(Records from a data source)
▼
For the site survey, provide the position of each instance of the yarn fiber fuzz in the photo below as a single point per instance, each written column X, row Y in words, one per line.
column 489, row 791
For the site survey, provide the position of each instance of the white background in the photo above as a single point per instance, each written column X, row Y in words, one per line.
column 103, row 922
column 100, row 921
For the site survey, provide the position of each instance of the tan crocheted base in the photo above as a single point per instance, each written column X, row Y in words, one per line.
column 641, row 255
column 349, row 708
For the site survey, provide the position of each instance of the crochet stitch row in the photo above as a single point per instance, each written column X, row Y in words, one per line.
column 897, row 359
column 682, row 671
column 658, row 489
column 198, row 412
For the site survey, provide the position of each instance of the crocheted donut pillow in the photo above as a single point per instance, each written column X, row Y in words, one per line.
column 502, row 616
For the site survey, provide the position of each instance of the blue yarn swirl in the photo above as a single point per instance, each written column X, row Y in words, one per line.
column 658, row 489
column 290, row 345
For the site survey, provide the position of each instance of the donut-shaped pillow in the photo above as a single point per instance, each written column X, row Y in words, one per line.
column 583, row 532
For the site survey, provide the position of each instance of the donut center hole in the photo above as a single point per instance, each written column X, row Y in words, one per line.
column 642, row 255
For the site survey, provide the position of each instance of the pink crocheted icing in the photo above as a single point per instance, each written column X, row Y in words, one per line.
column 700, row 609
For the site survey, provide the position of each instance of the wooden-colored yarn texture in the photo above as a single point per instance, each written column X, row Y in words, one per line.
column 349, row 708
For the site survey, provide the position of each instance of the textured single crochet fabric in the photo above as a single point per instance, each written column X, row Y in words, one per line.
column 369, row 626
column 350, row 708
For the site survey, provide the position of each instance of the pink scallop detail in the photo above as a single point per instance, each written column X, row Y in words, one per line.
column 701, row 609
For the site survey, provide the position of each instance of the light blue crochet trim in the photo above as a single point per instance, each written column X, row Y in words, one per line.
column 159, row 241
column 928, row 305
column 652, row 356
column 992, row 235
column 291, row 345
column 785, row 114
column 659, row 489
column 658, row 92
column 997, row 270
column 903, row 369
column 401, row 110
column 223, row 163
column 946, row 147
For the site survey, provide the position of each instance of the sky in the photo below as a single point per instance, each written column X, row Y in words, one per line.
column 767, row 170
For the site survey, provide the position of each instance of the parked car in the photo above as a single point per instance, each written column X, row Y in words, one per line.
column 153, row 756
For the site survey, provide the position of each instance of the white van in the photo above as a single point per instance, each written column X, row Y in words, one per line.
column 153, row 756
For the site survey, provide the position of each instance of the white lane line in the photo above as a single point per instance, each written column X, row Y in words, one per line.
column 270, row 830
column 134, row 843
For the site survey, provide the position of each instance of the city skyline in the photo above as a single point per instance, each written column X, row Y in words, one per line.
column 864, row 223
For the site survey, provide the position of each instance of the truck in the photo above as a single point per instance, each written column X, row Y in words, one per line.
▲
» Work order: Print the line that contains "instance of the sky", then every later line of the entries above up to and including the last, all exactly as written.

» Finished exercise:
For the site survey, provide the position of each instance of the sky in the photo below as a single point per instance, each written column X, row Y in words, one per line.
column 767, row 170
For the site survey, provide the position of each instance of the parked car in the photo above as a single point per instance, each written column X, row Y in words, one per line.
column 153, row 756
For the site survey, provide the position of each instance of the white van in the photo above as a single point per instance, each written column X, row Y in words, one per line.
column 153, row 756
For the site survey, provide the position of each instance of the white lane line in the photo above as a single point per instance, each written column X, row Y in words, one per line.
column 270, row 830
column 134, row 843
For the site survey, provide the position of each instance of the city skyline in the photo above as a single point per instance, each written column X, row Y in words, one per line.
column 864, row 223
For the site survey, provide the position of each instance of the truck in the photo above as a single point per instance, each written column X, row Y in words, one per line.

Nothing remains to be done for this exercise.